[Referring expression data]
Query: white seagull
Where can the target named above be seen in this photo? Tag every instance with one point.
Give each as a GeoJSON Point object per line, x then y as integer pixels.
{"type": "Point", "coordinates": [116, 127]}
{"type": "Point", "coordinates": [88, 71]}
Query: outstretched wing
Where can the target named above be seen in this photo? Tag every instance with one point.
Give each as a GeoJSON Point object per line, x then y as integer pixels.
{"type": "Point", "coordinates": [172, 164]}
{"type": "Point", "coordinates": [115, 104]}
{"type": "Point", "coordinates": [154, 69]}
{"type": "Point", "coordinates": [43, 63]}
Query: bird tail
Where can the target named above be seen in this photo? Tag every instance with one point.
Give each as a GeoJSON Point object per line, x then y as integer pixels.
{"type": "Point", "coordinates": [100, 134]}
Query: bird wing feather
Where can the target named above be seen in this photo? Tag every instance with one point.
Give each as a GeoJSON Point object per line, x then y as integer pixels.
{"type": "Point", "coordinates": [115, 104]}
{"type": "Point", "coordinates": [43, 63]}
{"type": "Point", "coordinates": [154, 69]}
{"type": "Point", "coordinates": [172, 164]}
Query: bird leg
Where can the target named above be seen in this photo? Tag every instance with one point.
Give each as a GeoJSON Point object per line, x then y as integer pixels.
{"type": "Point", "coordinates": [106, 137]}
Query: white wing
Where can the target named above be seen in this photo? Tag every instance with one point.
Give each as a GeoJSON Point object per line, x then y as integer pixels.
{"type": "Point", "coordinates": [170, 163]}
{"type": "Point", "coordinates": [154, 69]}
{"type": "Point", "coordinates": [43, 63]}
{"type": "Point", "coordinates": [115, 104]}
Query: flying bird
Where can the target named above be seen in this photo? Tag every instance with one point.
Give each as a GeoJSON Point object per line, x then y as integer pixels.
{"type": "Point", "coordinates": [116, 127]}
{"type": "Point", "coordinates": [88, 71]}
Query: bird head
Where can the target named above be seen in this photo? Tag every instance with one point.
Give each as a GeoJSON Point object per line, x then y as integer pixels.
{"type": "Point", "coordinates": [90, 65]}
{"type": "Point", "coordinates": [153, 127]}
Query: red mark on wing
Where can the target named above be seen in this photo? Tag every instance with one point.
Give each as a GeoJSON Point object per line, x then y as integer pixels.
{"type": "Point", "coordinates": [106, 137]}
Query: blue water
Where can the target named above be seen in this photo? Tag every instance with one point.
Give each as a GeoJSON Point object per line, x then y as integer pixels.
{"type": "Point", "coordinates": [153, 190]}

=== Instructions to follow ===
Output each line of the data exactly as it stands above.

=== Your response ===
Query: white seagull
Where can the target named above be seen in this photo? Tag every instance with one point.
Give each as a GeoJSON Point object per line, x then y as integer pixels.
{"type": "Point", "coordinates": [116, 127]}
{"type": "Point", "coordinates": [88, 71]}
Query: outstretched wing
Where can the target named above be seen in this photo? Tag every instance with one point.
Give each as a GeoJSON Point object per line, x then y as integer pixels.
{"type": "Point", "coordinates": [172, 164]}
{"type": "Point", "coordinates": [115, 104]}
{"type": "Point", "coordinates": [154, 69]}
{"type": "Point", "coordinates": [43, 63]}
Query: bird tail
Where can the target named above be seen in this photo? Tag every instance with one point.
Give each as a GeoJSON Point object per line, x then y as integer pixels.
{"type": "Point", "coordinates": [100, 134]}
Query: bird wing feather
Where can the target named above be seen in this photo? Tag every instance with one point.
Give each as a GeoJSON Point object per line, x then y as integer pixels.
{"type": "Point", "coordinates": [115, 104]}
{"type": "Point", "coordinates": [43, 63]}
{"type": "Point", "coordinates": [154, 69]}
{"type": "Point", "coordinates": [172, 164]}
Query: bird leg
Where can the target named above be seen in this photo? Tag every instance with one point.
Give each as a GeoJSON Point object per line, x then y as integer pixels.
{"type": "Point", "coordinates": [106, 137]}
Query: white wing
Where can the target named above be seen in this photo? Tag every instance with one point.
Give each as a GeoJSON Point object per line, x then y as integer pixels.
{"type": "Point", "coordinates": [170, 163]}
{"type": "Point", "coordinates": [154, 69]}
{"type": "Point", "coordinates": [43, 63]}
{"type": "Point", "coordinates": [115, 104]}
Query: flying bird
Where can the target named above be seen in this photo? Tag every instance with one point.
Give each as a GeoJSON Point object per line, x then y as integer pixels.
{"type": "Point", "coordinates": [116, 127]}
{"type": "Point", "coordinates": [88, 71]}
Query: bird head
Where can the target named above be seen in this photo? Tag every instance with one point.
Give each as a GeoJSON Point object per line, x then y as integer pixels.
{"type": "Point", "coordinates": [90, 65]}
{"type": "Point", "coordinates": [153, 127]}
Query: red mark on wing
Where can the target named above be seen in this photo? Tag every instance with one point.
Give each as a GeoJSON Point object per line, x then y as integer pixels.
{"type": "Point", "coordinates": [106, 137]}
Query: blue water
Where can the target named above be seen in this photo? Tag every instance with one point.
Give each as a GeoJSON Point object per line, x then y as integer pixels.
{"type": "Point", "coordinates": [153, 190]}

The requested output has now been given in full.